As we have seen over the past few years, artificial intelligence (AI) algorithms have assumed an ever-increasing role in the practice of medicine in general, and the field of medical imaging in particular. The potential power and reach of AI have led some pioneers in the field such as Geoffrey Hinton (seen right, © Reuters) to warn us about the existential threat of the technology and advocated for government intervention. He and others have expressed concerns about both the speed at which AI is developing and the direction in which it is headed.
Today’s issue of Science has published an editorial by Urs Gasser, professor of public policy and innovation at the Technical University of Munich (TUM) in Germany, in which he reports that the European Parliament has just adopted a ground-breaking draft law known as the AI Act (AIA). According to him, the AIA “aims to safeguard fundamental rights and ensure the ethical development of AI in Europe and beyond. It is the most ambitious framework to date, designed to guide the development and usage of AI.”
Although the AIA is not yet in its final form, with further refinements by the EU expected, Gasser (seen left) believes this is an opportune time for the AI research community to brace itself, with the impacts likely to reverberate beyond the borders of Europe. While some critics are concerned that the length and complexity of the document could put a damper on innovation, especially among start-up companies, proponents of the new law have argued that the promotion of AI that is trustworthy will inspire greater innovation.

Collected data ▸

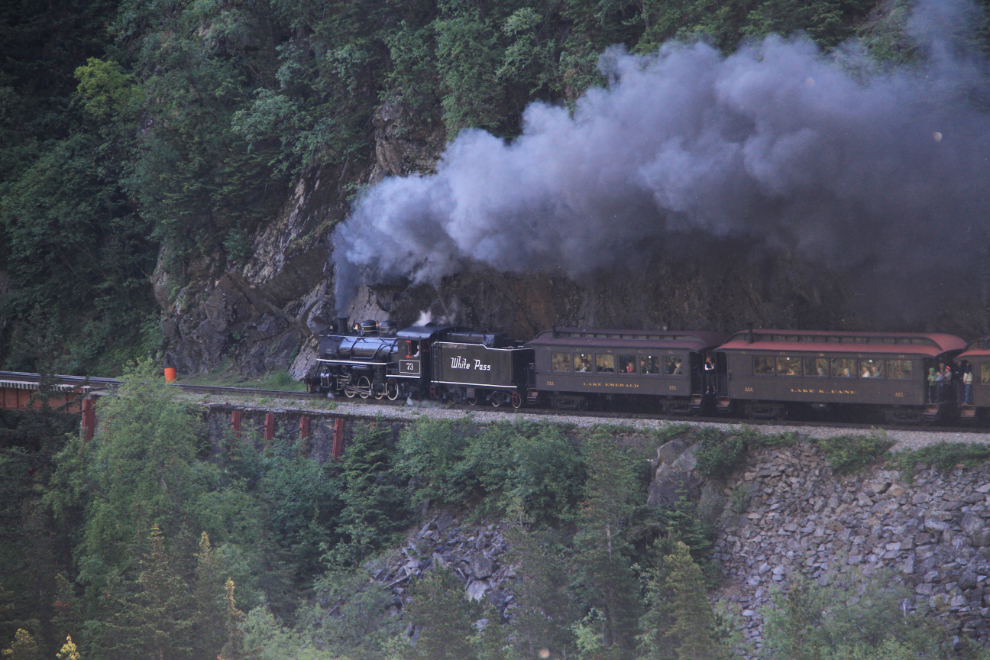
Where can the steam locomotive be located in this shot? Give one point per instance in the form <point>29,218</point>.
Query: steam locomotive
<point>760,374</point>
<point>449,363</point>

Task details ▸ Rewrite the paragraph of the AI Act article that begins "Although the AIA is not yet in its final form" as a short bulleted list that keeps its main facts.

Task result ▸
- The AIA is not yet final, and the EU is expected to refine it further.
- Gasser sees this as a good time for the AI research community to prepare, since the effects will likely reach beyond Europe.
- Some critics worry that the document's length and complexity could hold back innovation, especially among start-ups.
- Supporters argue that promoting trustworthy AI will spur greater innovation.